> **PROBLEMS TO SOLVE**
A. In the article on human rights news, to which body did the Inuit leaders file their formal complaint?
B. List the three groups whose interactions, according to past research cited in the article on human rights news, primarily shape news coverage of human rights.
C. Write the next paragraph of the article on human rights news, picking up right after its final sentence.

------ PASSAGE GIVEN ------

A new era of human rights news? Contrasting two paradigms of human rights news-making

Matthew Powers
University of Washington
ABSTRACT
Past research suggests that news coverage of human rights is shaped primarily by interactions between journalists, political elites, and leading NGOs. To what degree do contemporary transformations in media, politics, and civil society alter this established wisdom? In this article, I sketch out the possibility that we are witnessing a new era of human rights news, characterized by the expansion of information producers and social contexts to which human rights frames are ascribed. In this era, leading NGOs and news organizations must increasingly interact with individual activists and others on the selection, framing, and dissemination of human rights news. These developments may remedy some of the weaknesses identified in previous research on human rights news, even as they create new concerns about the veracity and pluralistic nature of human rights news content. I suggest ways to study this new era so as to integrate findings with past research.

Introduction

In 2004, a group of Inuit leaders circulated a petition detailing the ways in which climate change had wrought havoc on their daily lives.1 Rising temperatures, they said, threatened their food supply, endangered their health and imperiled their capacity to live in the Arctic. Seeking redress, they filed a formal complaint to the Inter-American Commission on Human Rights, naming the United States—at the time the world’s largest emitter of greenhouse gases—a violator of the 1948 Declaration of the Rights and Duties of Man. To boost awareness of their concerns, they participated in the production of a documentary video and circulated information about the issue online. Attention grew steadily. While the Inuit leaders did not initially pursue coverage in the mainstream media, they received it in late 2004, when a number of news outlets, including the New York Times (Revkin 2004), spotlighted the effort to highlight the ways in which communities were increasingly talking about climate change in human rights terms.

------ DATA LINES ------

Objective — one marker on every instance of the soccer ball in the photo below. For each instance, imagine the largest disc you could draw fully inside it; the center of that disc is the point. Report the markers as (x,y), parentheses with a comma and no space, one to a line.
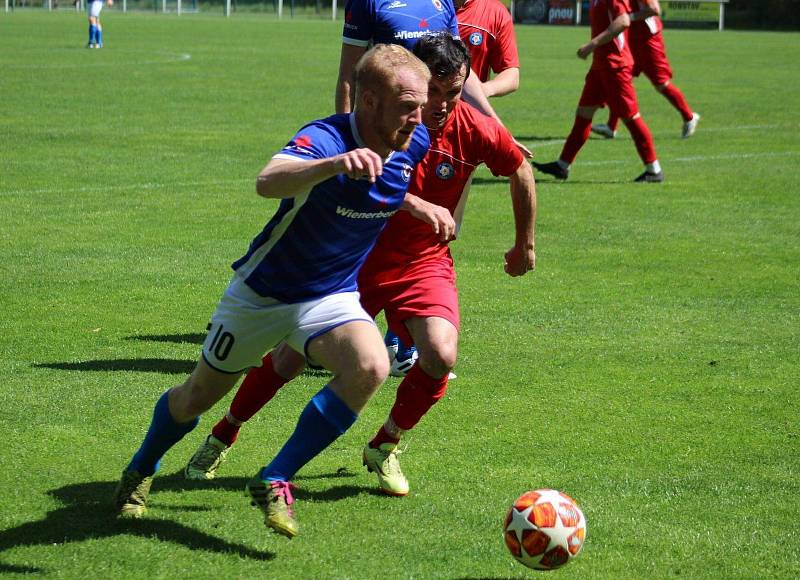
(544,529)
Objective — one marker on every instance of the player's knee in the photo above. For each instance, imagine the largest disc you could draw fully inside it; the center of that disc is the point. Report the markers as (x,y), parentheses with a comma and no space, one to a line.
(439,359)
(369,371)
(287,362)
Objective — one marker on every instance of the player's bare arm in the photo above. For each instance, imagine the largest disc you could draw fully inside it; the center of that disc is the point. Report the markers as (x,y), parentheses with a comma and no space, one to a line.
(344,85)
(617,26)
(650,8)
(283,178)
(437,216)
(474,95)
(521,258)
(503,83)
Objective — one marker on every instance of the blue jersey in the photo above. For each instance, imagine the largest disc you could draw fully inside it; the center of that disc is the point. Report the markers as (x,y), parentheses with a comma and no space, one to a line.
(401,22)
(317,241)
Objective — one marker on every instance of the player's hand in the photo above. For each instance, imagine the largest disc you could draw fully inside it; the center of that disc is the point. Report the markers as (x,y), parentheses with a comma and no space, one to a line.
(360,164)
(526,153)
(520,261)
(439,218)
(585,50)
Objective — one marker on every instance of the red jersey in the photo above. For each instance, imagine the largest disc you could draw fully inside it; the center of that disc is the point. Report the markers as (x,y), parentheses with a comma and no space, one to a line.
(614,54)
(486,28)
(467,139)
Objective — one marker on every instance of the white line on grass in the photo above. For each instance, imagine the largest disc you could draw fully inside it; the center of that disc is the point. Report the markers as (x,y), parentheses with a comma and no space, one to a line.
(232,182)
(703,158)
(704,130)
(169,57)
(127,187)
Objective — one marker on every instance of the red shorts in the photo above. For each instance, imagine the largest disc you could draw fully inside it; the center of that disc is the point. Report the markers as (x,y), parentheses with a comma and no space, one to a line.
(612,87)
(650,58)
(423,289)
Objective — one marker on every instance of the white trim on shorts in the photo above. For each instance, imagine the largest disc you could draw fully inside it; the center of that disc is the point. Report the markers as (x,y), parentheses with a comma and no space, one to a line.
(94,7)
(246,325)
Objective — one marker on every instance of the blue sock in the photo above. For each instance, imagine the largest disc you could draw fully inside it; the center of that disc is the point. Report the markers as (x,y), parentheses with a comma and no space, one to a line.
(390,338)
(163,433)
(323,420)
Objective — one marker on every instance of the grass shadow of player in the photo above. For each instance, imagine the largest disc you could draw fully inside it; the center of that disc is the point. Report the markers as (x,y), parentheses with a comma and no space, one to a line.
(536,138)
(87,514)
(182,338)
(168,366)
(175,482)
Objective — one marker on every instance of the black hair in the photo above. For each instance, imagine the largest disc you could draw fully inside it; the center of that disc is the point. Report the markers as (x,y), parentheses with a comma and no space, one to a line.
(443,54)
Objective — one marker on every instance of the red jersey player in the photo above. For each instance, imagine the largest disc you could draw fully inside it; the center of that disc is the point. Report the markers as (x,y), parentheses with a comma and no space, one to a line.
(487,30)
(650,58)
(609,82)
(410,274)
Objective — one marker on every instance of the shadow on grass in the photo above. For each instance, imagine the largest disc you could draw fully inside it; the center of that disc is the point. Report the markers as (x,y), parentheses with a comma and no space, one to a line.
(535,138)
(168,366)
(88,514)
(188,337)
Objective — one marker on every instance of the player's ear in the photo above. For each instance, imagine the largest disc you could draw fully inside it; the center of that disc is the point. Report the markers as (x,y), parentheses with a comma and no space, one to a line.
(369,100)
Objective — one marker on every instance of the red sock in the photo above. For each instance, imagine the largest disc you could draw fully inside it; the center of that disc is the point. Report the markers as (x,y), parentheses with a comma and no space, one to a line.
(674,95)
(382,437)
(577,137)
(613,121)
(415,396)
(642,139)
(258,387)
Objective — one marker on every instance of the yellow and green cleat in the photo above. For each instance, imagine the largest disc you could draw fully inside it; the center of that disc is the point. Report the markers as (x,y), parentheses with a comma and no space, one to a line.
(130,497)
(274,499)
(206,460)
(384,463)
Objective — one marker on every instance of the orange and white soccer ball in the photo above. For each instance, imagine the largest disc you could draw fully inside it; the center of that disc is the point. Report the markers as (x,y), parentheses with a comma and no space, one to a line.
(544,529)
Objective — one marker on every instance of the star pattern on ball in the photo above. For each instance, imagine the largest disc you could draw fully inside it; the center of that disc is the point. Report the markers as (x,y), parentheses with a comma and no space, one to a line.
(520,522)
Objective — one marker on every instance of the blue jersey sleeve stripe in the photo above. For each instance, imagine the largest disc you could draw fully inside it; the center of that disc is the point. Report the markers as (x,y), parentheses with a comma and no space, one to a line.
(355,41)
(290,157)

------

> **SOLVED PROBLEMS**
A. The Inter-American Commission on Human Rights.

B. Journalists, political elites, and leading NGOs.

C.
The efforts by Inuit leaders to frame climate change in human rights terms differ substantially from the established paradigm of human rights news. For starters, the usual producers and distributors of human rights discourses—nongovernmental organizations (NGOs) and news organizations, respectively—were not integral to the original efforts to publicize the issue. Instead, local activists used low-cost digital technologies to raise awareness and to target international governing bodies. Moreover, the discourse of human rights itself departed from human rights stories that emphasize political violations (e.g., torture, abuse, etc.) that occur in the Global South. By reframing climate change as a human rights issue, the Inuit activists sought to alter public perception of the nature of human rights violations and to implicate culprits in the Global North. Together, these developments suggest the possible dawn of a “new era” of human rights news, one that may be less dependent on the mass media and may involve the use of digital technologies to fashion new forms of human rights reporting.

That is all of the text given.